** Begin **

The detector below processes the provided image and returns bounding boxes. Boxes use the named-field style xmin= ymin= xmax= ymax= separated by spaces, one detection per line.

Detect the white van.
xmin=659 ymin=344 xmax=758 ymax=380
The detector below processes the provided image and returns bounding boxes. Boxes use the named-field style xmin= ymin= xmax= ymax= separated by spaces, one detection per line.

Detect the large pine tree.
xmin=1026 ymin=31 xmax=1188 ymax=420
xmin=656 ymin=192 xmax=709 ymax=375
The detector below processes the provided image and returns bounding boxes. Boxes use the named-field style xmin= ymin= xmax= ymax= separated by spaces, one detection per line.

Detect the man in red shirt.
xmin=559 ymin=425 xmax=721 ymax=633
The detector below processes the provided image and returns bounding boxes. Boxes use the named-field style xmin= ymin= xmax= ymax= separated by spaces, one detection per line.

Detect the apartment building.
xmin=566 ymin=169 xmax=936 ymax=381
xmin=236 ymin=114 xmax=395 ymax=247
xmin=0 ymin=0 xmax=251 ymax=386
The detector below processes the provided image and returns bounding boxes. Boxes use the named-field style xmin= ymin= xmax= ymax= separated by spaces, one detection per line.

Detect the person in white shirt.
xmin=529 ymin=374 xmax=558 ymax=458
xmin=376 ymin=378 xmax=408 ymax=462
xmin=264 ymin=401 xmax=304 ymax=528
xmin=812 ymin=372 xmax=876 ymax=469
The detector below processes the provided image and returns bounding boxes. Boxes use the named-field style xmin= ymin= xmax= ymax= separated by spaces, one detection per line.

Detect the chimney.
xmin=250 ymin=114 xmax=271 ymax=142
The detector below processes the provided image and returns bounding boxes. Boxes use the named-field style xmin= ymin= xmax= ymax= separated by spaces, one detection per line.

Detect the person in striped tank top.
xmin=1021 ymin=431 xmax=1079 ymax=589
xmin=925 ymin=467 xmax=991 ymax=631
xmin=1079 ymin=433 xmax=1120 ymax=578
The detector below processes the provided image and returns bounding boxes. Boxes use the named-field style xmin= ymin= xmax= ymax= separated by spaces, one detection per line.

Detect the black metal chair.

** End **

● Exercise goal
Put the lines of the entries above, from the first line through the line that contains "xmin=559 ymin=425 xmax=721 ymax=633", into a JSON list of strings, one string per line. Leave out blank lines.

● Answer below
[
  "The detector below processes the provided image and returns bounding boxes. Boxes use the named-field style xmin= ymin= xmax= ymax= separated by spaces, one detection per line.",
  "Detect the white van.",
  "xmin=659 ymin=344 xmax=758 ymax=380",
  "The detector below processes the provided image and returns bounding boxes. Boxes use the named-field style xmin= ymin= xmax= ymax= separated by spaces, one detection per line.",
  "Detect the large pine tree.",
  "xmin=1026 ymin=31 xmax=1188 ymax=420",
  "xmin=656 ymin=192 xmax=709 ymax=375",
  "The detector below processes the provided image and returns bounding boxes. Boxes use the named-field style xmin= ymin= xmax= ymax= separated by spaces, one detection per line.",
  "Detect the man in red shirt.",
  "xmin=559 ymin=425 xmax=721 ymax=633"
]